作業の手順: 下に示す叔母のひと言についての記事から、「前期で受験した大学は忘れたそ」から「心から思うことが出来ました」」までの部分(両端の語句を含む)を、「叔母さん」を「おばさん」に変えて書き直してください。

読むべき抜粋:
§ §

この年のセンター試験は690/800点を確保。2次試験を頑張ればどこかの大学には受かるかもしれない水準に到達します。

前期で受験した大学は忘れたそうですが、後期は秋田大学医学部に出願。しかし、ここもダメで、平さんは自分の人生に絶望したそうです。

転機となった叔母のひと言

「3浪が決まったあとの2カ月くらいは、髭を伸ばし放題で風呂にもろくに入らず、死人のように自宅に横たわっているだけでした。病院に行ってないから診断は下りていないですが、現在精神科医の自分が過去を考えると、明らかにうつ病だったと思います」

3浪直後公園のベンチでなにも考えられずに座る(写真:平さん提供)
3浪直後公園のベンチでなにも考えられずに座る(写真:平さん提供)

しかし、家で寝続けていた3浪目の生活に転機が訪れます。それは5月に、自宅に叔母が訪問してくれたことがきっかけでした。

「当時の僕は励まされるのも怒られるのも嫌だったので叔母さんから逃げるように部屋に閉じこもりました。でも叔母さんは私の部屋に入るなり、僕の手に5000円を握りしめさせて、『光源ちゃん、そんな勉強ばかりしていると頭がおかしくなるからこれでエッチな本でも買いなさい』と言ってくれたんです。不思議なことに、この一言で今までの『医者にならなきゃ』『勉強しなきゃ』という重荷がふーっと取れていきました。

そのとき、初めて自分は本当に医師になりたいと思ったんです。今までは、医師になることは敷かれたレールであって、医者の子供に産まれた宿命を果たすと漠然と考えていましたが、このときの叔母さんのように、人の心に救いを与える仕事をしたいと思って、精神科医になろうと心から思うことが出来ました」

叔母さんの一言で「4歳の頃から17年間、医者にならなきゃならないと思っていたのがスッと消えた」と語る平さん。彼はこれがきっかけで「自分の道が開けた」と語ります。

§ §

提供情報:
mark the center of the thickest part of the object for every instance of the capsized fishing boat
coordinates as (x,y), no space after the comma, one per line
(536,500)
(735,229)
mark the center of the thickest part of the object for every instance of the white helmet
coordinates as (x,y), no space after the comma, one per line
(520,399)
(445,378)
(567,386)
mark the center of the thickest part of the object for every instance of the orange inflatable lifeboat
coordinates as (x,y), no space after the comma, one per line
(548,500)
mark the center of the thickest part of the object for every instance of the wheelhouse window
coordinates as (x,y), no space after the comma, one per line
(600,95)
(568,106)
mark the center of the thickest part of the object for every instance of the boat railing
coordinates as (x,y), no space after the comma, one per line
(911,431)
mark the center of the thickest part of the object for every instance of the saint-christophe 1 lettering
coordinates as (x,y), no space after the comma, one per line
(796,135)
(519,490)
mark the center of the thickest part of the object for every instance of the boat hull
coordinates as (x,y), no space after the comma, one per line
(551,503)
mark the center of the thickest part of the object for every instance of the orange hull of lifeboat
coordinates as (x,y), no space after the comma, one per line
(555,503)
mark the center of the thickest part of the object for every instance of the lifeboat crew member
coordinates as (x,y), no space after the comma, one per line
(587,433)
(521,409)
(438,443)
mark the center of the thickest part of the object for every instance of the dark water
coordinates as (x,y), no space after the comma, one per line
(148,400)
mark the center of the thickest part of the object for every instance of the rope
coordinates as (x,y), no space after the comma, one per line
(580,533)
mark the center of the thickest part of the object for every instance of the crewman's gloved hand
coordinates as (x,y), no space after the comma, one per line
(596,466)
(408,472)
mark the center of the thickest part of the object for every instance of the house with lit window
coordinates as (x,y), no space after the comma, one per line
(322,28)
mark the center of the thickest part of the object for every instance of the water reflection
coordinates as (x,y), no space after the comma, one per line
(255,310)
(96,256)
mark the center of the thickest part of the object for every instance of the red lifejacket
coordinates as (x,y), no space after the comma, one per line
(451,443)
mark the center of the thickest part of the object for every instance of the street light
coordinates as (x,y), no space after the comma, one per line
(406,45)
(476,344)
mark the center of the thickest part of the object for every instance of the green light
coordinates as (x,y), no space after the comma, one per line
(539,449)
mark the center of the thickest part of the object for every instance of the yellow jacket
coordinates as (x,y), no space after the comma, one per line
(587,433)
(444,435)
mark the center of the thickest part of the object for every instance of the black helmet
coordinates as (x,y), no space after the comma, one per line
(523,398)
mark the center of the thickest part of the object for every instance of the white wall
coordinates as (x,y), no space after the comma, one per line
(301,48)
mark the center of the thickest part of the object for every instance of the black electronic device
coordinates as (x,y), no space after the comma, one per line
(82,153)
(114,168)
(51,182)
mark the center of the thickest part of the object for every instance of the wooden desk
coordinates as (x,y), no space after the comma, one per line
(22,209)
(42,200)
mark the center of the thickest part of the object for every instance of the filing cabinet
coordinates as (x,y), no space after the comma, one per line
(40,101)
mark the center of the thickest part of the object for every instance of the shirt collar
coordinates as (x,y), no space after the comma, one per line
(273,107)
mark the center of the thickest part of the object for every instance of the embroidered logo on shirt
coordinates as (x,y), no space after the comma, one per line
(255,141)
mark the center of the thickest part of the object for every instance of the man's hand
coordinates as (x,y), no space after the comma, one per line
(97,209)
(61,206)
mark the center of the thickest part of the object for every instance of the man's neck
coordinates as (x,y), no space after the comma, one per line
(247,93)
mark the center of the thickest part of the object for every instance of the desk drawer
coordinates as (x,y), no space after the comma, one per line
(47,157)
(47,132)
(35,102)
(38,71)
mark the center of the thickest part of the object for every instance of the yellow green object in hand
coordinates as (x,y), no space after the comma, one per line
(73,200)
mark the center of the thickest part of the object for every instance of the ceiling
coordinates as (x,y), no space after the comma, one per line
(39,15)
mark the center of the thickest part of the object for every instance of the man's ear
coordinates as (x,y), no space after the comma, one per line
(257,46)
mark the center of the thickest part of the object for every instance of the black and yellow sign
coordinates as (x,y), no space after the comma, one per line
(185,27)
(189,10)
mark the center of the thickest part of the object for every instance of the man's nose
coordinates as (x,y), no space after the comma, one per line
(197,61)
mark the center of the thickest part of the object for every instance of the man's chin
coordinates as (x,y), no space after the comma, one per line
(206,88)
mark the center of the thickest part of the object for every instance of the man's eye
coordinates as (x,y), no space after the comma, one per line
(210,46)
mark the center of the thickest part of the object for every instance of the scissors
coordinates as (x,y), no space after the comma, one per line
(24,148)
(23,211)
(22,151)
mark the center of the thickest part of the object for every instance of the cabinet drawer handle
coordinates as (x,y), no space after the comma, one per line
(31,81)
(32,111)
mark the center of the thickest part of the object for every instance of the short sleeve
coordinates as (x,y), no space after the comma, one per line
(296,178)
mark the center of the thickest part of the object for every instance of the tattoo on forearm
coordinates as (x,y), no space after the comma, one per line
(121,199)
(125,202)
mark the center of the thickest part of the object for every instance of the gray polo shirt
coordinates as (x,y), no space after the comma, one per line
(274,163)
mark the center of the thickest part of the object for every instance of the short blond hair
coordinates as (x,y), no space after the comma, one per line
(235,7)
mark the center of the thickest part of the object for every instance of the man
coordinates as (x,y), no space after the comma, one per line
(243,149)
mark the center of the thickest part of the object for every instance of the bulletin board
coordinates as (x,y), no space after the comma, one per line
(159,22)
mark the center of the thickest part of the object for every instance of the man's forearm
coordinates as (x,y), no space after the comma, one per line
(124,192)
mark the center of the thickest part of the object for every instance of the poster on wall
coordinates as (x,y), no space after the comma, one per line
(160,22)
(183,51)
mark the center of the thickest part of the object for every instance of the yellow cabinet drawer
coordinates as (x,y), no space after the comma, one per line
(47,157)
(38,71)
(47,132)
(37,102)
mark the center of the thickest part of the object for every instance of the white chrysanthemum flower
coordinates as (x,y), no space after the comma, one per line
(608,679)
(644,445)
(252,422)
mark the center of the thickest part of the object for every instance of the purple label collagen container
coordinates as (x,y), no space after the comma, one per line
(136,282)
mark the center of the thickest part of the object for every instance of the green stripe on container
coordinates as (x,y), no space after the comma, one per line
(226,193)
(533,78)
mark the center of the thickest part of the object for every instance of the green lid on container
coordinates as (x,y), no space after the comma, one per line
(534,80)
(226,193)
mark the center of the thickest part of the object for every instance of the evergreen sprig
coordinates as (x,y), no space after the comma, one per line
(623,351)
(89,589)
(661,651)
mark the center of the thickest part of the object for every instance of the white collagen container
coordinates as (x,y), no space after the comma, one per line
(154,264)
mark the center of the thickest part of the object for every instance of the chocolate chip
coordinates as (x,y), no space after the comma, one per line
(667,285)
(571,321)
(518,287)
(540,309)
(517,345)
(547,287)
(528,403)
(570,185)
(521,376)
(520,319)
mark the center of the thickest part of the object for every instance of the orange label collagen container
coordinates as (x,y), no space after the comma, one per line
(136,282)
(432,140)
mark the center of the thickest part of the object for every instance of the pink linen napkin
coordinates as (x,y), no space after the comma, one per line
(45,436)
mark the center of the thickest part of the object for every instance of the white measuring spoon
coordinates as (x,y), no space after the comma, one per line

§ §

回答:
前期で受験した大学は忘れたそうですが、後期は秋田大学医学部に出願。しかし、ここもダメで、平さんは自分の人生に絶望したそうです。

転機となった叔母のひと言

「3浪が決まったあとの2カ月くらいは、髭を伸ばし放題で風呂にもろくに入らず、死人のように自宅に横たわっているだけでした。病院に行ってないから診断は下りていないですが、現在精神科医の自分が過去を考えると、明らかにうつ病だったと思います」

3浪直後公園のベンチでなにも考えられずに座る(写真:平さん提供)
3浪直後公園のベンチでなにも考えられずに座る(写真:平さん提供)

しかし、家で寝続けていた3浪目の生活に転機が訪れます。それは5月に、自宅に叔母が訪問してくれたことがきっかけでした。

「当時の僕は励まされるのも怒られるのも嫌だったのでおばさんから逃げるように部屋に閉じこもりました。でもおばさんは私の部屋に入るなり、僕の手に5000円を握りしめさせて、『光源ちゃん、そんな勉強ばかりしていると頭がおかしくなるからこれでエッチな本でも買いなさい』と言ってくれたんです。不思議なことに、この一言で今までの『医者にならなきゃ』『勉強しなきゃ』という重荷がふーっと取れていきました。

そのとき、初めて自分は本当に医師になりたいと思ったんです。今までは、医師になることは敷かれたレールであって、医者の子供に産まれた宿命を果たすと漠然と考えていましたが、このときのおばさんのように、人の心に救いを与える仕事をしたいと思って、精神科医になろうと心から思うことが出来ました」